What is needed | Starting at the first line of the data below, retype every line up to and including the one containing "Target: computer monitor.".

Data to process |

------------

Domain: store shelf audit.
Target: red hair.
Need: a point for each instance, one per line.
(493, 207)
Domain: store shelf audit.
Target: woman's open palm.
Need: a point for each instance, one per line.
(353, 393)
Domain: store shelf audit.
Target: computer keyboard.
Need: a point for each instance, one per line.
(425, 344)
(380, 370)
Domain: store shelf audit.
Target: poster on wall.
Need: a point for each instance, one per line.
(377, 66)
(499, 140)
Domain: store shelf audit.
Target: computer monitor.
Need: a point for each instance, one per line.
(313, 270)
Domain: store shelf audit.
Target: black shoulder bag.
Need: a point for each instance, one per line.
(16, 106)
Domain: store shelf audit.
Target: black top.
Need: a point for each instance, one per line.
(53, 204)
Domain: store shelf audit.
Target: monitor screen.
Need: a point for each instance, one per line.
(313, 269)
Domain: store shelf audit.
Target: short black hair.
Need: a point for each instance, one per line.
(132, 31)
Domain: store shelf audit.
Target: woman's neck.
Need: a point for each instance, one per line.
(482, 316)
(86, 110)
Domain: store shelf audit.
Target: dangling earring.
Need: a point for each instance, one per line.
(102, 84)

------------

Exercise result |
Domain: store shelf audit.
Target: red hair.
Need: a point for each instance, one per line.
(493, 207)
Domain: store shelf audit.
Target: woman's open palm.
Need: a point for each instance, one per line.
(353, 393)
Domain: store shelf audit.
Target: computer keyboard.
Need: a point for each instance, one per line.
(425, 344)
(380, 370)
Domain: store shelf audit.
Target: poster on wall.
Need: a point for each instance, one per line.
(377, 66)
(499, 140)
Domain: store shelf audit.
Target: computer monitor.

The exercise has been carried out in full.